• DOCUMENT EXTRACT:
South African Duo Nears Completion of Trans-Atlantic Rowing Expedition

Braam Malherbe and Wayne Robertson want you to “Do One Thing”—anything—no matter how small, to improve the state of our planet.


Michael Levy

To inspire people to action, they decided to do one thing as well, only theirs was considerably bigger: They endeavoured to row a boat across the Atlantic Ocean from Cape Town to Rio De Janeiro.

UPDATE: On the morning of May 9, South Africans Braam Malherbe and Wayne Robertson glided into port at Brazil’s Rio de Janeiro Yacht Club, thereby concluding their trans-Atlantic Cape-to-Rio rowing expedition. Their 8,200-kilometer journey lasted 92 days and required approximately two million strokes. On a bluebird Brazilian day, the duo was greeted by well-wishers, media and government representatives from South Africa, all offering congratulations on their improbable feat. To view video of Malherbe and Robertson’s arrival in Rio, click here.

On March 9, when South African Chris Bertish arrived in Antigua and became the first person to stand-up paddleboard across the Atlantic, solo and unsupported, another industrious South African was approximately one month into a similarly huge world-record attempt. Braam Malherbe had left Cape Town on February 7, along with partner Wayne Robertson, with the goal of becoming the first team to row from South Africa to Rio De Janerio, Brazil. If successful, their crossing would also be the southern-most rowing expedition ever completed in the Atlantic Ocean.

And so, for the past two-and-a-half months, Braam and Wayne have been rowing their small boat, the Mhondoro, day and night.  The Outdoor Journal caught up with Braam on April 18, his and Wayne’s 71st consecutive day at sea. They were about 1000 kilometers shy of the Brazilian coast, but had deployed their parachute anchor for the day as the currents and winds were pushing them back eastward. Once finished, they will have rowed some 6,700 kilometers.

Braam Malherbe and Wayne Robertson heading out to sea on their boat, the Mhondoro. Photo: Benjamin Malherbe.
Braam Malherbe and Wayne Robertson heading out to sea on their boat, the Mhondoro. Photo: Benjamin Malherbe.

• DATA EXCERPT:
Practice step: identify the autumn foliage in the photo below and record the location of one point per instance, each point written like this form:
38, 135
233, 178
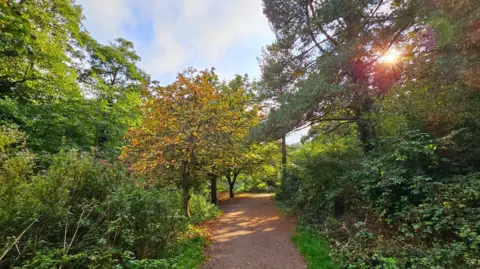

• WHAT THIS EXERCISE ASKS:
1. According to the rowing expedition article, how many days did Malherbe and Robertson's journey to Rio de Janeiro last?
2. Carry on the article about the Cape-to-Rio rowing expedition from the point where it stops.
The data that come after the article are separate material and have no connection to it.

• OUTPUTS BY TASK:
1. 92 days.

2.
After that long at sea, Braam and Wayne were feeling pretty worked. “Between physical and mental fatigue, and sleep deprivation, you lose it a bit,” Braam explained. But despite having faced considerable adversity, they remain positive, their spirits constantly buoyed by the knowledge that they are rowing for an important cause, perhaps the most important there is.

“DOT. Do One Thing,” Braam said. “The DOT Challenge is an app we launched that we want to get millions of people using—like a Facebook for the planet.” The goal is to get people to start changing behaviours that are detrimental to the environment. The campaign focuses on four main issues: water, waste, conservation (of all species), and energy.

How does rowing across an ocean get people to take shorter showers? Or turn off the faucet when they’re shaving? Or any one of the other “one things” Braam has in mind? “This row is a catalyst to show that ordinary people can do extraordinary things,” he said. “And more importantly, we can do amazing things if we all pull together.”

It is a lofty goal, no doubt. But just as each stroke propels Braam and Wayne’s vessel closer to Rio, each “one thing” done by those to help the planet moves us in the right direction.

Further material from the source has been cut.